** Gestellte Aufgabe a **
Benenne bitte in den Einträgen „brown withered leaf“ in „yellow autumn leaf“ um und gib die Einträge sonst unverändert wieder.

** Vorliegender Text **
Im Wortlaut der UN-Behindertenrechtskonvention werden Menschen mit Behinderung als solche definiert, die „langfristige, körperliche, seelische, geistige oder Sinnesbeeinträchtigungen haben, welche sie in Wechselwirkung mit verschiedenen Barrieren an der vollen, wirksamen und gleichberechtigten Teilhabe an der Gesellschaft hindern können.“

Nur: Wie ist es um diese „volle, wirksame und gleichberechtigte Teilhabe an der Gesellschaft“ bestellt, wenn man blind oder sehbehindert hier und heute einkaufen geht oder einen Job sucht?

Barrieren im Kopf?

** Gestellte Aufgabe b **
Nenne alle Adjektive, mit denen der Text zur UN-Behindertenrechtskonvention die Teilhabe an der Gesellschaft beschreibt.

(Einträge zur Bereichsannotation)
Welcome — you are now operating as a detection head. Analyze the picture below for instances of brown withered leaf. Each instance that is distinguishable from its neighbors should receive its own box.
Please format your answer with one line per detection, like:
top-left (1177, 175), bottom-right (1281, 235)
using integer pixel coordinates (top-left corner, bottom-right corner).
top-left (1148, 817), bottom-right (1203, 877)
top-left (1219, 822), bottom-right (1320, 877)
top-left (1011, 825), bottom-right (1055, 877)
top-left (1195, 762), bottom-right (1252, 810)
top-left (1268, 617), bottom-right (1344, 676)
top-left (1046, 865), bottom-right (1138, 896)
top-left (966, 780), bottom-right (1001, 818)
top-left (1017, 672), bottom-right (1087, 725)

** Antwort zur Aufgabe a **
Welcome — you are now operating as a detection head. Analyze the picture below for instances of yellow autumn leaf. Each instance that is distinguishable from its neighbors should receive its own box.
Please format your answer with one line per detection, like:
top-left (1177, 175), bottom-right (1281, 235)
using integer pixel coordinates (top-left corner, bottom-right corner).
top-left (1148, 817), bottom-right (1203, 877)
top-left (1219, 822), bottom-right (1320, 877)
top-left (1011, 825), bottom-right (1055, 877)
top-left (1195, 762), bottom-right (1252, 810)
top-left (1268, 617), bottom-right (1344, 676)
top-left (1046, 865), bottom-right (1138, 896)
top-left (966, 780), bottom-right (1001, 818)
top-left (1017, 672), bottom-right (1087, 725)

** Antwort zur Aufgabe b **
voll, wirksam, gleichberechtigt